EXERCISE PROMPT
Print the lines in the listing below that fall between the line with "# indicate every instance of the rosemary sprig" and the line with "# indicate every instance of the green trim", those two lines included, exactly as they stand and with nothing else.

LISTED RECORDS

──────

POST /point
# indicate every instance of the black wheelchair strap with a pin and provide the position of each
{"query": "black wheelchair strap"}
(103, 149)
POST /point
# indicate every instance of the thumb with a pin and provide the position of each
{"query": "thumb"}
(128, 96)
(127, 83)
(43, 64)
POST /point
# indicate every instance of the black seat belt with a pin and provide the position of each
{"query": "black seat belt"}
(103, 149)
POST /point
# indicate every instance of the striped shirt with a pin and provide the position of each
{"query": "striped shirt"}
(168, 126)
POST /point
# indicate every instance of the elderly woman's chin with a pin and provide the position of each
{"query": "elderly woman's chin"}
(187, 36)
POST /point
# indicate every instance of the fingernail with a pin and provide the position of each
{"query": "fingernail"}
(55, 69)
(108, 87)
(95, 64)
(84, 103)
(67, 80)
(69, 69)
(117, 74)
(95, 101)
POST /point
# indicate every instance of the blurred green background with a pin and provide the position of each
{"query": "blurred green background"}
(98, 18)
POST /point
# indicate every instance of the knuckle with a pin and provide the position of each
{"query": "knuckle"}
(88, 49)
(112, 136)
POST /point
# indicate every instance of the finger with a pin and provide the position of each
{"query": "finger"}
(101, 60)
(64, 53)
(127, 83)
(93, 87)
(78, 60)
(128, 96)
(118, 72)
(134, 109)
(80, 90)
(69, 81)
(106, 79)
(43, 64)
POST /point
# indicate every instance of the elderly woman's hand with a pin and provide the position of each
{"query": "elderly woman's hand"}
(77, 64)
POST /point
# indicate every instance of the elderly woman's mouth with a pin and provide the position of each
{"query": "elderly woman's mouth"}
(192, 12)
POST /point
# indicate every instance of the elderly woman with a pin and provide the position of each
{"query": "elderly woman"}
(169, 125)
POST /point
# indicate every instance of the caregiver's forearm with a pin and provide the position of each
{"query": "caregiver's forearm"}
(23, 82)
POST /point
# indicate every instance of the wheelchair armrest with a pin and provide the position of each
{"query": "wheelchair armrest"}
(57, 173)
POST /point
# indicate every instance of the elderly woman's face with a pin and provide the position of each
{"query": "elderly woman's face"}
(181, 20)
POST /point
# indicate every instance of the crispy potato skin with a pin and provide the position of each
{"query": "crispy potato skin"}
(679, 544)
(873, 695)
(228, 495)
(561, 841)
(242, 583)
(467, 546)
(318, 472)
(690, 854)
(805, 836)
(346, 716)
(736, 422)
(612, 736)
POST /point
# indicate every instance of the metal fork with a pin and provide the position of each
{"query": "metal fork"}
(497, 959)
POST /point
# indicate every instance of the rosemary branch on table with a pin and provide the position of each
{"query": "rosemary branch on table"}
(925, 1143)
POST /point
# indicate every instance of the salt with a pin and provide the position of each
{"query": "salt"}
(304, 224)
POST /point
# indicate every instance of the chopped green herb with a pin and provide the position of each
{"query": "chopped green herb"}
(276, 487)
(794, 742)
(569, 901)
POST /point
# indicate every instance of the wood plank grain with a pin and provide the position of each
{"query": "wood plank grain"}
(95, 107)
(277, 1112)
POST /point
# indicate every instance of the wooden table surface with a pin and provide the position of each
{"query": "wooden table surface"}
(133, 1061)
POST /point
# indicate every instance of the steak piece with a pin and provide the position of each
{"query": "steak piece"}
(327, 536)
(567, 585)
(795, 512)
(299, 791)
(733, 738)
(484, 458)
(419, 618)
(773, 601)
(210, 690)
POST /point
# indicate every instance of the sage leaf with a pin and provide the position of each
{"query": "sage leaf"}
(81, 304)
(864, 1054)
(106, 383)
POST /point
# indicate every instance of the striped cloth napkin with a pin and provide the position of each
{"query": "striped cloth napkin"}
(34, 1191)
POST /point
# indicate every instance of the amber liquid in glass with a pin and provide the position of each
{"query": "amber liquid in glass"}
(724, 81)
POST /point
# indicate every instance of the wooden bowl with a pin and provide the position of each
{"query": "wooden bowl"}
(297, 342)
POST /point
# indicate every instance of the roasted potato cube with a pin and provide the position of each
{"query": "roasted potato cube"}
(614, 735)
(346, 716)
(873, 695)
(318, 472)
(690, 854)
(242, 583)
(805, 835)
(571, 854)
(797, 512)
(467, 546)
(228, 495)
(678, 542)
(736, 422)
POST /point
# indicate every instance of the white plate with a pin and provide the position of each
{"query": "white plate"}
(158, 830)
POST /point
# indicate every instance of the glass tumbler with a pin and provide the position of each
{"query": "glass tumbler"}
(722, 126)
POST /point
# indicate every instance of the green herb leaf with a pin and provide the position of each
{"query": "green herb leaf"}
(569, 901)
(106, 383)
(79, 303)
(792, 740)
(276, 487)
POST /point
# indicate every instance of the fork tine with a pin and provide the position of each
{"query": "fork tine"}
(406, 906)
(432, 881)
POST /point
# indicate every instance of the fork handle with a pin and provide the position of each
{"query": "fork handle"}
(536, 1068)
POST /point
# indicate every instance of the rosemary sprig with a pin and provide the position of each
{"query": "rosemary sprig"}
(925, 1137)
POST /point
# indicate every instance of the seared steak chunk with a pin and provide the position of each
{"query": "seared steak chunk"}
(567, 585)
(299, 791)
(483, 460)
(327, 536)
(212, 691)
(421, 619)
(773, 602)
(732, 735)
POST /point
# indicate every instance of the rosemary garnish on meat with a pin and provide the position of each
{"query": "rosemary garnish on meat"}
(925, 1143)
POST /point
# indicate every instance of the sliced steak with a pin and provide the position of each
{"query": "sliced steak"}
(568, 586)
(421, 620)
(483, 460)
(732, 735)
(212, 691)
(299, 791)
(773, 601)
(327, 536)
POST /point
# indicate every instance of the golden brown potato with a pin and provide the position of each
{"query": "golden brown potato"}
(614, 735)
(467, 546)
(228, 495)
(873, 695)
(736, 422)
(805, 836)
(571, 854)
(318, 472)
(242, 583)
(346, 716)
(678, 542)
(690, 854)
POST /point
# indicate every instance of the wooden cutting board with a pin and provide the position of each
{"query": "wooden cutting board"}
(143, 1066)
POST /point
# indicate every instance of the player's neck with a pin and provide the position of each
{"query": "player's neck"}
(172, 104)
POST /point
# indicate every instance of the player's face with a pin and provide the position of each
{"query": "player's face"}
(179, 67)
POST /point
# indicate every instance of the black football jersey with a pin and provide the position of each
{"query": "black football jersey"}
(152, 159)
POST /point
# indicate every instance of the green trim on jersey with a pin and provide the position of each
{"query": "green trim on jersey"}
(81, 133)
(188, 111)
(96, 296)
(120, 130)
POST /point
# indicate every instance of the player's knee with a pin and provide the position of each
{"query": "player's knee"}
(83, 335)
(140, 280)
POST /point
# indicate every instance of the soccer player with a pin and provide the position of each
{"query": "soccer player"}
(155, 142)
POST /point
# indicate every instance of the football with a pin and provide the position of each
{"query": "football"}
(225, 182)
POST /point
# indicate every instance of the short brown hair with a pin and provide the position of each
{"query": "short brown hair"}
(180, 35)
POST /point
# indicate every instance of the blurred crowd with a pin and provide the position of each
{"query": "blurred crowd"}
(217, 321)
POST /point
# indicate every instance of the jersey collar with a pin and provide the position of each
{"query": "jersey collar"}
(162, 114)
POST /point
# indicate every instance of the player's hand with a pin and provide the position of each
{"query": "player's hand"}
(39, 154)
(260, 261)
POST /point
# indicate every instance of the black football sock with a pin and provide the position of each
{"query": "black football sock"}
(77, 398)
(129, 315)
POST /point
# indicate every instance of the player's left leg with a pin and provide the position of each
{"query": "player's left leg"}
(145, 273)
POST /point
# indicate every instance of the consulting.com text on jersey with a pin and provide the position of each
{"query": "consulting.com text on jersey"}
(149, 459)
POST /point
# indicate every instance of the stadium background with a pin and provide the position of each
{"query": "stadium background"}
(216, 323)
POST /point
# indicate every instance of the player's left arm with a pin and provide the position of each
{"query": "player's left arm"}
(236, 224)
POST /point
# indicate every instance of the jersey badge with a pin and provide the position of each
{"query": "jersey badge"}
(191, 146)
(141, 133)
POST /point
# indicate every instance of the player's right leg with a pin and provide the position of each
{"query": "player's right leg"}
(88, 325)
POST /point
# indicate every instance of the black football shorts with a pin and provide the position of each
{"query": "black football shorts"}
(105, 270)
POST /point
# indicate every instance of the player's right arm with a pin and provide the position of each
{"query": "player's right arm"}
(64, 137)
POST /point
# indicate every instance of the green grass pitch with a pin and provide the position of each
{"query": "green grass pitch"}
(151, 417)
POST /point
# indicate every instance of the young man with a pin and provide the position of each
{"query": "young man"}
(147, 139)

──────

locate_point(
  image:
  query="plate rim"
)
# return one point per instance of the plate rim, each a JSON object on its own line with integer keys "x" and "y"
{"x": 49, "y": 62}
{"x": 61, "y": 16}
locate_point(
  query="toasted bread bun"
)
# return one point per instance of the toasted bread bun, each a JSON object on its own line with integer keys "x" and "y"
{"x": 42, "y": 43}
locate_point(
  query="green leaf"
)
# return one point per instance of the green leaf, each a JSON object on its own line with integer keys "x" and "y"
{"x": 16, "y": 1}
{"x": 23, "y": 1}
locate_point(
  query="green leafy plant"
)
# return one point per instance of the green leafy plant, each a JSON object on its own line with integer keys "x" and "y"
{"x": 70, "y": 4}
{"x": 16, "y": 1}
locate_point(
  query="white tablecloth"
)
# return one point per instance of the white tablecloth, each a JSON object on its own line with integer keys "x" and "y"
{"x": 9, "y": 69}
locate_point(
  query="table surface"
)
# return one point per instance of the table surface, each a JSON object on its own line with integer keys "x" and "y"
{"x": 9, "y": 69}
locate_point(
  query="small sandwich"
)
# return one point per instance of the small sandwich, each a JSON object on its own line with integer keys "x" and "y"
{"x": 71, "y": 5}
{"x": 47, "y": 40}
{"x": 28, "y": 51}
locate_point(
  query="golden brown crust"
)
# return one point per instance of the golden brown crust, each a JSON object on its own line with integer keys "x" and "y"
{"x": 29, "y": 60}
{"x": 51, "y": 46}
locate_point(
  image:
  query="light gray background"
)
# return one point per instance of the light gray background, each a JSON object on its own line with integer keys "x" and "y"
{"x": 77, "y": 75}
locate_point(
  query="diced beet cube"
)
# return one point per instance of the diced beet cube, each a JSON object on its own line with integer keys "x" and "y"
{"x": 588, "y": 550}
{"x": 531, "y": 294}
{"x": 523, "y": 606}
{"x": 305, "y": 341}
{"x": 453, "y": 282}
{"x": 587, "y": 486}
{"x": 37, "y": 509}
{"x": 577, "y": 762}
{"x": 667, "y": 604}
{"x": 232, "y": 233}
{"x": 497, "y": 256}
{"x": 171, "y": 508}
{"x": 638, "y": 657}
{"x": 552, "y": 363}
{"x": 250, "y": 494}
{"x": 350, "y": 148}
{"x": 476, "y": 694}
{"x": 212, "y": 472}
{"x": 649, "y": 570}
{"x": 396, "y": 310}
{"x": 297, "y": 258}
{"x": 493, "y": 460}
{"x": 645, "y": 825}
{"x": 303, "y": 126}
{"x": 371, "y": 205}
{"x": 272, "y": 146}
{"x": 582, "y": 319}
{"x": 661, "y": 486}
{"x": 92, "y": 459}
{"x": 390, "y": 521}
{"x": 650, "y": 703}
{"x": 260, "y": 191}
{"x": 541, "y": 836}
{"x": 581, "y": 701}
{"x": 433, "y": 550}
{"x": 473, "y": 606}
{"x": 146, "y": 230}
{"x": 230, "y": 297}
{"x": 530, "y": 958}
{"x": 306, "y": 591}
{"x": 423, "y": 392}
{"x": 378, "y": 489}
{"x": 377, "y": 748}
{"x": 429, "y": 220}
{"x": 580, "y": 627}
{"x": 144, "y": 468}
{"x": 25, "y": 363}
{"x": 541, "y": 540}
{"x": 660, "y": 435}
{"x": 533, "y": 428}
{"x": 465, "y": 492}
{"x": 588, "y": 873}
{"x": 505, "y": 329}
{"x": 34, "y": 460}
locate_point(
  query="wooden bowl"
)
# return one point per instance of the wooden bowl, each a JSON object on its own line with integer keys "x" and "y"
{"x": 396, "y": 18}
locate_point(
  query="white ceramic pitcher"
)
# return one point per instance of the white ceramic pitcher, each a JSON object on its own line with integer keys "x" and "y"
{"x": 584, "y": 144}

──────

SOLUTION TO THIS TASK
# indicate every instance of the rosemary sprig with a pin and provide the position of each
{"query": "rosemary sprig"}
(925, 1137)
POST /point
# indicate every instance of the seared steak chunk with a pin and provide the position of each
{"query": "seared steak chunk"}
(567, 585)
(299, 791)
(483, 460)
(327, 536)
(212, 691)
(421, 619)
(773, 602)
(732, 735)
POST /point
# indicate every instance of the rosemary garnish on meat with a pin and provide the position of each
{"query": "rosemary garnish on meat"}
(925, 1143)
POST /point
# indicate every instance of the sliced steak with a pin and provide the position of each
{"query": "sliced steak"}
(568, 586)
(421, 620)
(483, 460)
(732, 735)
(212, 691)
(299, 791)
(773, 601)
(327, 536)
POST /point
# indicate every instance of the golden brown potato with a pin and provide the position of each
{"query": "golden brown potato"}
(614, 735)
(467, 546)
(228, 495)
(873, 695)
(736, 422)
(805, 836)
(571, 854)
(318, 472)
(242, 583)
(346, 716)
(678, 542)
(690, 854)
POST /point
# indicate every instance of the wooden cutting board with a pin and provide the position of each
{"query": "wooden cutting board"}
(143, 1066)
POST /point
# indicate every instance of the player's neck with a pin and provide the position of each
{"query": "player's neck"}
(172, 104)
POST /point
# indicate every instance of the player's face with a pin and provide the position of each
{"query": "player's face"}
(179, 67)
POST /point
# indicate every instance of the black football jersey with a pin and provide the position of each
{"query": "black football jersey"}
(152, 159)
POST /point
# indicate every instance of the green trim on jersey with a pin and provide the position of each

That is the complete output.